■ Problem: Reproduce the items below word for word, from the line containing "of the brown" through the end of the items, including both of those lines.

= = = = =

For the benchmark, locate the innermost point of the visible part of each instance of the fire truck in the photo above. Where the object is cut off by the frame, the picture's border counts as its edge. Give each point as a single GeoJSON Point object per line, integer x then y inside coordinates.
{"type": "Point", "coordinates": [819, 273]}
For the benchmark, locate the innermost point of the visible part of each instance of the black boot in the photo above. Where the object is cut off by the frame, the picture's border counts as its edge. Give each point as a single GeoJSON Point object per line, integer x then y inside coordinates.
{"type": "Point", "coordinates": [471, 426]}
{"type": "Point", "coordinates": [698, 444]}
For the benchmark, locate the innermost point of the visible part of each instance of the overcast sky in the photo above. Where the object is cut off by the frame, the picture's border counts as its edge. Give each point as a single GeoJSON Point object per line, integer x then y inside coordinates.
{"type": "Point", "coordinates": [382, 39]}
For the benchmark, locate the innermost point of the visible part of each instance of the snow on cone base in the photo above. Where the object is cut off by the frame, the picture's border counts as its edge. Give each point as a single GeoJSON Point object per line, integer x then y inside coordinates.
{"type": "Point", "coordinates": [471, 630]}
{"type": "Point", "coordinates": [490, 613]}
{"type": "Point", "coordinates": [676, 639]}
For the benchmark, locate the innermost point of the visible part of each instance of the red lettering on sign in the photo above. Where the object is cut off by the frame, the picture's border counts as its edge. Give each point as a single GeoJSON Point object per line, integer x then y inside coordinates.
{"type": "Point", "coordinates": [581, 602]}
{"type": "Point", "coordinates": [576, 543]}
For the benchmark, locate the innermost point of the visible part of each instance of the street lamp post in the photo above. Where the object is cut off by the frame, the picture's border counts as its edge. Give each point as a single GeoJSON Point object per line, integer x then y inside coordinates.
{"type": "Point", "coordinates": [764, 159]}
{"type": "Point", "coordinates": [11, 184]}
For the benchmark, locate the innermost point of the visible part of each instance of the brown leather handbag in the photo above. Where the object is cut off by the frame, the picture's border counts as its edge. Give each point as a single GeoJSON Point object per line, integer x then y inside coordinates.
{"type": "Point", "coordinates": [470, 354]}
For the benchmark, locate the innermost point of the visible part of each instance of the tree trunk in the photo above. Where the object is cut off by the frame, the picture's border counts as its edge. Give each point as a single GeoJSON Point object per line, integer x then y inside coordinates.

= = = = =

■ Exercise answer:
For the benchmark, locate the innermost point of the visible part of each instance of the brown leather handbag in the photo above. Where the object is cut off by the frame, the picture's border counts as its edge. Give each point as a single GeoJSON Point object per line, integer x then y inside coordinates.
{"type": "Point", "coordinates": [470, 354]}
For the benchmark, locate the innermost point of the visible part of each instance of the tree trunk in the photo above. Where the object is cut off by the frame, the picture's border counts as its edge. Give each point as a single GeoJSON Point object per line, integer x then y inside coordinates.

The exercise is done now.